*PROMPT 1*:
Answer these questions using the passage on social media and information spreading, one line per answer and marked to match:
(a) Which image is named as having been relayed by a number of celebrities on social media?
(b) Whose identification of intermediaries during the last century does the author mention?
(c) What does the author study to answer the questions about new intermediaries?
*PROMPT 2*:
Decide whether each statement agrees with the passage on social media and information spreading. Answer yes or no and quote the words of the passage that settle it.
(a) The author works as a computational sociologist.
(b) The business model of the platforms is said to thrive on content moderation.
(c) Users who encounter information related to Israel and Gaza are usually shown a complete picture of the conflict.
*PROMPT 3*: Write a continuation of the passage on social media and information spreading, starting after its final sentence.

*GIVEN TEXT*:
As a computational sociologist, I am interested in collective perceptions of  these phenomena, and in how they translate into online community building and information sharing. A major feature of content propagation on social media is the accelerating role of high-profile users. Whether it be the online profiles or real-life notorious figures, or individuals who make a career out of online content creating, such accounts prove to have a central role in information spreading for several reasons. First, because of the large size of their audience, they are central communicators whose posts have the potential to reach a significant number of other individuals. Furthermore, some of these high-profile users benefit either from real-life status or from online notoriety, and this endows them with a certain level of trust and establishment that might encourage their followers to relay their content with more confidence and a weaker critical appraisal. The fact that the “All eyes on Rafah” image was relayed by a number of celebrities on social media [10] is most certainly an illustration of this phenomenon.

The confrontation of content moderation accusations, algorithmic framing of content diffusion and artificially created war-related content sounds the alarm on the risks that social media communication poses to informational transparency and accuracy in collective appraisal of news content. When social media users encounter information related to Israel and Gaza, they are most often presented with a curated and fractionated snapshot of violent and partisan content, which impedes any accurate representation of the conflict in time and space.

To go further: identity politics in technocratic, privately-owned digital spaces.

My study of algorithmic framing and social influence on social media suggests a potential “re-intermediation” of information flows. In my current work, I seek to identify and characterise these intermediaries. Are they equivalent to those identified by McLuhan, Katz and Lazarsfeld during the last century? Are they the same ones but using different, newly born platforms? Or have completely unprecedented types of opinion leaders emerged, calling for a new theory of online intermediation? To answer these questions, I study the institutional role of giant social media platforms. I am particularly interested in the paradox that arises when authorities impose legal constraints on privately-owned, for-profit tech companies to regulate harmful content although the business model of these organisations specifically thrives on content virality. An interesting continuation to this research would seek to characterise how lobbying and partisanship among shareholders of the giant platforms impacts content moderation.

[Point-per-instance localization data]
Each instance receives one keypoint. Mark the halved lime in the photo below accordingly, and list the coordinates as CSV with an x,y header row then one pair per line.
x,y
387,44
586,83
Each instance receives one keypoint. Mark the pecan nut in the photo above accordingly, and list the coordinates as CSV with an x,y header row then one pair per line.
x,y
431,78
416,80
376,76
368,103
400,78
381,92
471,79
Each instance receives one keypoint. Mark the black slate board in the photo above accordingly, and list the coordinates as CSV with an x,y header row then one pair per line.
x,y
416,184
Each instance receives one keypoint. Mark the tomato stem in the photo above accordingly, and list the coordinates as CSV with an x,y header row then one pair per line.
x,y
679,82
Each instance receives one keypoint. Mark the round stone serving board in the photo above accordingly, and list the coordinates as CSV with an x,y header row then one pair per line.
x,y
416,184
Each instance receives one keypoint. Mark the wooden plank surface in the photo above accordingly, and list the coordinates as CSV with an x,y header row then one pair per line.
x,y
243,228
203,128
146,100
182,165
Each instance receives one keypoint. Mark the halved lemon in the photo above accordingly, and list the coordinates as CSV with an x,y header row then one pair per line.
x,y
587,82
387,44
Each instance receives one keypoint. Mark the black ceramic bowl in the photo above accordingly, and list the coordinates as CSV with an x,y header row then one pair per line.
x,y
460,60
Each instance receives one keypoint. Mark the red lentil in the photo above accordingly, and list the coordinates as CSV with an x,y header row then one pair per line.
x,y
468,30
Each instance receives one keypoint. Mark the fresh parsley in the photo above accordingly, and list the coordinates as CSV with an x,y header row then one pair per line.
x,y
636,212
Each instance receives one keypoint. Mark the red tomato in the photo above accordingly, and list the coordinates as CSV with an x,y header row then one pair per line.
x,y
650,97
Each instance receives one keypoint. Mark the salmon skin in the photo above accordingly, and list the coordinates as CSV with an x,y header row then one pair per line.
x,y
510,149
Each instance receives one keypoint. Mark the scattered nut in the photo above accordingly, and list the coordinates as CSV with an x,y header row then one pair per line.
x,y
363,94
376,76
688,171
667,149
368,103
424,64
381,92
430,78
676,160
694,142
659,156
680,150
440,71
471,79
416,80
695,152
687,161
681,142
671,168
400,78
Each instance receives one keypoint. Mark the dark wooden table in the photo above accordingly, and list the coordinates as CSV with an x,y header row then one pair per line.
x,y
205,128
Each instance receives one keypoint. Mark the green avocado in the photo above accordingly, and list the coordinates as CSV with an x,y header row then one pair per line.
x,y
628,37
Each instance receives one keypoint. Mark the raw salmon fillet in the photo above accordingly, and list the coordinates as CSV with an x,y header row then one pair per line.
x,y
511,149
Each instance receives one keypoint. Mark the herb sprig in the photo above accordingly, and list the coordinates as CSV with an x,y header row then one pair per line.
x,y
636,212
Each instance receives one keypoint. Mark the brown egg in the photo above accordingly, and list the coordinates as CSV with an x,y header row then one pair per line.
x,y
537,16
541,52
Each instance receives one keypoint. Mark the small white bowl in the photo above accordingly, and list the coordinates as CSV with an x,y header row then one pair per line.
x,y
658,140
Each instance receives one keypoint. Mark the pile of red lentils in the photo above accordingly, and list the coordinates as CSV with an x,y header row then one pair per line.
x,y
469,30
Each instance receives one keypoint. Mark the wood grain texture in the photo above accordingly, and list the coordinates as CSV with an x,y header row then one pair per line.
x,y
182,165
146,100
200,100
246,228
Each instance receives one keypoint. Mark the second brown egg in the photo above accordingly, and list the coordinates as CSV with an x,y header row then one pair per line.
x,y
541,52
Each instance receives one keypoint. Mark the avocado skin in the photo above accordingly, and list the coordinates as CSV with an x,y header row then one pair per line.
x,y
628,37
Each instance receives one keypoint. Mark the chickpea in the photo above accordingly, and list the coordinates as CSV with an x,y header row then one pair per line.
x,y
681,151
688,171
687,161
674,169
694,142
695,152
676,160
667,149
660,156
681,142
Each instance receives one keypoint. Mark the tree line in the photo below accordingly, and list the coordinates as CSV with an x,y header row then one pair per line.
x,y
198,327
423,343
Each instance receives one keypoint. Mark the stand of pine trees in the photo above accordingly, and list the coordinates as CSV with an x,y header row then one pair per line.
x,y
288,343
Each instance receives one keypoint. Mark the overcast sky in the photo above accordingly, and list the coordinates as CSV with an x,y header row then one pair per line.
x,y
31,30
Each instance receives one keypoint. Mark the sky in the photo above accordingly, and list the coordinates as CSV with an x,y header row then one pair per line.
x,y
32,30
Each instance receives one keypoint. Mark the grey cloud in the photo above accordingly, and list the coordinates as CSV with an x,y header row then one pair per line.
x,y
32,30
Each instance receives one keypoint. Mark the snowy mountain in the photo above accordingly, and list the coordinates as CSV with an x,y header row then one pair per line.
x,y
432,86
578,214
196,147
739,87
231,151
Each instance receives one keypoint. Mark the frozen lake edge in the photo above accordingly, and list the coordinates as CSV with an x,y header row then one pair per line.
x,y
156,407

*ANSWER SPACE 1*:
(a) The "All eyes on Rafah" image.
(b) McLuhan, Katz and Lazarsfeld.
(c) The institutional role of giant social media platforms.

*ANSWER SPACE 2*:
(a) Yes: "As a computational sociologist, I am interested in collective perceptions of these phenomena"
(b) No: "the business model of these organisations specifically thrives on content virality"
(c) No: "they are most often presented with a curated and fractionated snapshot of violent and partisan content, which impedes any accurate representation of the conflict in time and space"

*ANSWER SPACE 3*:
[1] Lorenz, Taylor (2023, October 10). “Why TikTok videos on Israel-Hamas war have drawn billions of views”. Washington Post.
https://www.washingtonpost.com/technology/2023/10/10/tiktok-hamas-israel-war-videos/

[2] Katz, E., Lazarsfeld, P. F., & Roper, E. (1955). Personal influence: The part played by people in the flow of mass communications. Routledge.

[3] Katz, E. (1988). Disintermediation: Cutting out the middle man. Intermedia, 16(2), 30-31.

[4] Hodgson, G. M. (2006). What are institutions?. Journal of economic issues, 40(1), 1-25.

[5] Marshall McLuhan (1962), The Gutenberg Galaxy: The Making of Typographic Man.

[6] Setiawan, H., Pawito, P., & Purwasito, A. (2022). Communication Behavior Use of Short Video Features by Adolescents. International Journal of Multicultural and Multireligious Understanding, 9(3), 710-716.

[7] Human Rights Watch. (2023, December 21). Meta’s broken promises: Systemic censorship of Palestine content on Instagram and Facebook. Retrieved from
https://www.hrw.org/report/2023/12/21/metas-broken-promises/systemic-censorship-palestine-content-instagram-and

[8] Alys Davies and BBC Arabic. (2024, May 30). All Eyes on Rafah: The post that’s been shared by more than 47m people. BBC News. https://www.bbc.com/news/articles/cjkkj5jejleo

[9] Barbara GABEL (2024, May 31). Gaza : “All eyes on Rafah”, une image virale qui “apaise nos consciences”. France 24.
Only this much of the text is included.